## TEXTE PROPOSÉ
┏━━
C. Préjudice irréparable

[46]           Contrairement à ce que prétend M. Khosa, lorsqu’il existe une question sérieuse à juger, il ne s’ensuit pas nécessairement un préjudice irréparable. En effet, si la Cour conclut qu’il y a une question sérieuse à juger, il incombe à M. Khosa de prouver de manière claire et convaincante (et non en s’appuyant sur des hypothèses ou sur une série de possibilités) qu’il subira un préjudice irréparable s’il est renvoyé en Inde à ce stade-ci. Or, il ne l’a pas fait (Diallo c. Canada (Ministre de la Citoyenneté et de l’Immigration), 2009 CF 84, [2009] A.C.F. no 126 (QL) au par. 27; Daniel, précité, au par. 24).
┗━━
Entrées d'un jeu de données:
┏━━
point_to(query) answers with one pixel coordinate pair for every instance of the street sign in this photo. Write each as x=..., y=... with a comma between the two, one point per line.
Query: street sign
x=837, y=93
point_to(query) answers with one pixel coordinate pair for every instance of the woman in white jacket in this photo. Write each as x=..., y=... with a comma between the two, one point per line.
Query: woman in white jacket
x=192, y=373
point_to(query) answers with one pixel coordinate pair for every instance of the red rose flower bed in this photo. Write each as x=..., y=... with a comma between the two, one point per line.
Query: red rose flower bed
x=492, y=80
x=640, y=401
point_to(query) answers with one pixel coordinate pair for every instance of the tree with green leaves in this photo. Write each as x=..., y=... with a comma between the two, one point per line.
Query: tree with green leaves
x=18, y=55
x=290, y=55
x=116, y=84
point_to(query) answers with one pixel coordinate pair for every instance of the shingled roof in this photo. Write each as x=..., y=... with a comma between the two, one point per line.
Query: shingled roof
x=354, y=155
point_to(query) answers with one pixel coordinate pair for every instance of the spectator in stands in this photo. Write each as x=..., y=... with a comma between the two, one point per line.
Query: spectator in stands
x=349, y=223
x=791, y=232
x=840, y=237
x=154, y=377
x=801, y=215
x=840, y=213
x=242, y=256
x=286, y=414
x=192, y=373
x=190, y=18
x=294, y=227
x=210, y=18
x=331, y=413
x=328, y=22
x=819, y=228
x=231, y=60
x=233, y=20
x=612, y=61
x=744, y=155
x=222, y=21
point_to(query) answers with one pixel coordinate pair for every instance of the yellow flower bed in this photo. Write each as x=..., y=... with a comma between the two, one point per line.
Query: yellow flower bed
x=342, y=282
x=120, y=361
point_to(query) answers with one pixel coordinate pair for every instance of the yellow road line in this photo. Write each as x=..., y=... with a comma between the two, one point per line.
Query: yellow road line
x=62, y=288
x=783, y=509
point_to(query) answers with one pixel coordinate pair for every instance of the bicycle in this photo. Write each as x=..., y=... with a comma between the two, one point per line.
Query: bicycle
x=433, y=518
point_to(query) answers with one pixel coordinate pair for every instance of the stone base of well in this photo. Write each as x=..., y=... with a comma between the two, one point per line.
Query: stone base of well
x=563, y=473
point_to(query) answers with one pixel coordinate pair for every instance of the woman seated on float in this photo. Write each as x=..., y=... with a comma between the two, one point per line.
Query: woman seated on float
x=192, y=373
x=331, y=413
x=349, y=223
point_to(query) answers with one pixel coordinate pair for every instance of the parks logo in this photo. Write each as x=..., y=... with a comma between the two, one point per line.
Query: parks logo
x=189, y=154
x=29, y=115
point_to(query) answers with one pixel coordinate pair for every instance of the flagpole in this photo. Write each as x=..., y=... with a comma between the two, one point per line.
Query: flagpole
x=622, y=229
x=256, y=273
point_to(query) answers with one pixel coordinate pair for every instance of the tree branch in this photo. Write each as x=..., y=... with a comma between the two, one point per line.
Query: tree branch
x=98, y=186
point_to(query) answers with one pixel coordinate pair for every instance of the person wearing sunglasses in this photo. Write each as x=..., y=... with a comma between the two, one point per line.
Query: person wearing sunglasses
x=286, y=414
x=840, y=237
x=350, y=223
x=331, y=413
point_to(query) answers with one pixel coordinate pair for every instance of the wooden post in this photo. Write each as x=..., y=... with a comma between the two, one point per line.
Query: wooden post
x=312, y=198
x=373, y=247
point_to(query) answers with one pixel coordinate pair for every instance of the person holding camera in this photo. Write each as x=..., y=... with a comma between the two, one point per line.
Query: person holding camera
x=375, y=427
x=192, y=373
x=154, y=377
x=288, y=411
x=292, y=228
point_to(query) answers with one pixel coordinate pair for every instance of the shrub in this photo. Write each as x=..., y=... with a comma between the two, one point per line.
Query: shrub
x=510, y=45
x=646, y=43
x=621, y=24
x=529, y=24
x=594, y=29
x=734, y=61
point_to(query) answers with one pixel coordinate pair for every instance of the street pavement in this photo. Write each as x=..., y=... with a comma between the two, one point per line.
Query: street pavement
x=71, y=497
┗━━
## TRAVAIL DEMANDÉ
1. Relevez tous les numéros de paragraphe qui figurent dans l'extrait sur le préjudice irréparable.
2. Recopiez à l'identique, dans le listing, le passage qui va du début du listing jusqu'à la ligne contenant "x=837, y=93", celle-ci comprise.

## TÂCHES CORRIGÉES
1. 46, 27, 24

2.
point_to(query) answers with one pixel coordinate pair for every instance of the street sign in this photo. Write each as x=..., y=... with a comma between the two, one point per line.
Query: street sign
x=837, y=93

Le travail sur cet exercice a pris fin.